— EXCERPT PROVIDED —
Quit India Movement
Sometime
in May 1942 Gandhi took it upon himself to steer the Indian National Congress
into action. Gandhi’s decision to launch a mass struggle this time, however,
met with reservation from C. Rajaji as much as from Nehru. Conditions were ripe
for an agitation. Prices of commodities had shot up many-fold and there was shortage
of food-grains too.
It was in
this context that the Working Committee of the Indian National Congress met at
Wardha on July 14, 1942. The meeting resolved to launch a mass civil
disobedience movement. C. Rajaji and Bhulabhai Desai who had reservations
against launching a movement at that time resigned from the Congress Working
Committee. Nehru, despite being among those who did not want a movement then
bound himself with the majority’s decision in the Working Committee.
The
futility that marked the Cripps mission had turned both Gandhi and Nehru sour
with the British than any time in the past. Gandhi expressed this in a press
interview on May 16, 1942 where he said: ‘Leave India to God. If that is too
much, then leave her to anarchy. This ordered disciplined anarchy should go and
if there is complete lawlessness, I would risk it.’ The Mahatma called upon the
people to ‘Do or Die’ and called the movement he launched from there as a
‘fight to the finish’.
The
colonial government did not wait. All the leaders of the Indian National
Congress, including Gandhi, were arrested early in the morning on August 9,
1942. The Indian people too did not wait. The immediate response to the
pre-dawn arrests was hartals in almost all the towns where the people clashed,
often violently, with the police. Industrial workers across India went on
strike. The Tata Steel Plant in Jamshedpur closed down by the striking workers
for 13 days beginning August 20. The textile workers in Ahmedabad struck work
for more than three months. Industrial towns witnessed strikes for varied
periods across India.
The
colonial government responded with brutal repression and police resorted to
firing in many places. The army was called in to suppress the protest. The
intensity of the movement and the repression can be made out from the fact that
as many as 57 battalions were called in as a whole. Aircrafts were used to
strafe protesters. The momentum and its intensity was such that Linlithgow,
wrote to Churchill, describing the protests as ‘by far the most serious
rebellion since 1857, the gravity and extent of which we have so far concealed
from the world for reasons of military security.’
Though
this phase of the protest, predominantly urban, involving the industrial
workers and the students was put down by use of brutal force, the upsurge did
not end. It spread in its second phase into the villages. A sixty-point
increase in prices of food-grains recorded between April and August 1942 had
laid the seeds of resentment. In addition, those leaders of the Congress,
particularly the Socialists within, who had managed to escape arrest on August
9 fanned into the countryside where they organised the youth into guerrilla
actions.
Beginning
late September 1942, the movement took the shape of attacks and destruction of
communication facilities such as telegraph lines, railway stations and tracks
and setting fire to government offices. This spread across the country and was
most intense in Eastern United Provinces, Bihar, Maharashtra and in Bengal. The
rebels even set up ‘national governments’ in pockets they liberated from the
colonial administration. An instance of this was the ‘Tamluk Jatiya Sarkar’ in
the Midnapore district in Bengal that lasted until September 1944. There was a
parallel government in Satara.

— REQUIRED TASKS —
1 – According to the Quit India passage, when were the Congress leaders, including Gandhi, arrested?
2 – Please collect every line of the rows that contains the string "green". Treat uppercase and lowercase letters as different.
The rows come from a source unrelated to the Quit India passage.

— SUPPLIED DATA —
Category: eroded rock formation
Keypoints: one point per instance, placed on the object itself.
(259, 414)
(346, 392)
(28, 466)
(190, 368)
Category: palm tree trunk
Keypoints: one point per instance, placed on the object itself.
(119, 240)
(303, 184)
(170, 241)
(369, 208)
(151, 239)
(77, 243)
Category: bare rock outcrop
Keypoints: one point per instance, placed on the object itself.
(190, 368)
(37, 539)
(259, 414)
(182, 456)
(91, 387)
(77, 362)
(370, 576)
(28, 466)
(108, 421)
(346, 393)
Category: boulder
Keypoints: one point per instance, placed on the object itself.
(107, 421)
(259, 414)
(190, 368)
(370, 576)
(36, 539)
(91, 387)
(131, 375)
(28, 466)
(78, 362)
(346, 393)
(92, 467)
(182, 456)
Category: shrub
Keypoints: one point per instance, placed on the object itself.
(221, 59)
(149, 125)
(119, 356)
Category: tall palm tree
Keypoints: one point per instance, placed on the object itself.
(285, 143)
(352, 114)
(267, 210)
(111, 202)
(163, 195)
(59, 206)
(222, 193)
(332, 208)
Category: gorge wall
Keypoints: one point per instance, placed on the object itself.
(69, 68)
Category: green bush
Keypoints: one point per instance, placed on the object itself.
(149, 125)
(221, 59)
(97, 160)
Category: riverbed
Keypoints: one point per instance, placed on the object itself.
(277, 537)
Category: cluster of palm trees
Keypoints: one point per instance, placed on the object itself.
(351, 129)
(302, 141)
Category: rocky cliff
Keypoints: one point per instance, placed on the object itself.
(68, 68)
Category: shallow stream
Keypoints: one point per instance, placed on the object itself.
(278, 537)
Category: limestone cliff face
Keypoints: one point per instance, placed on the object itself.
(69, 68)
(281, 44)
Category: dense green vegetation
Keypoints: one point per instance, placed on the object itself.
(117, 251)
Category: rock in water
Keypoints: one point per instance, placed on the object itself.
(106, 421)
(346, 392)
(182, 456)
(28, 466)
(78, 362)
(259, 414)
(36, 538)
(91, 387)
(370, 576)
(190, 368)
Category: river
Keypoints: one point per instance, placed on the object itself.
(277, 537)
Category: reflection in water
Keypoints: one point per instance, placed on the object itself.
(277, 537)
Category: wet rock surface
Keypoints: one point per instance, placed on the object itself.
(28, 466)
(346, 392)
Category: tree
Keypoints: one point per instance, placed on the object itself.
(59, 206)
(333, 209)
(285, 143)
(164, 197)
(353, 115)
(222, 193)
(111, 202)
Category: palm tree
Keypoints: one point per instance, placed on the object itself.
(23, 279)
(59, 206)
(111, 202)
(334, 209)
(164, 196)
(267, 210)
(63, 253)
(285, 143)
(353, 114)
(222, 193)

— SOLUTIONS TO THE TASKS —
1 – Early in the morning on August 9, 1942.

2 –
Category: green bush
Category: dense green vegetation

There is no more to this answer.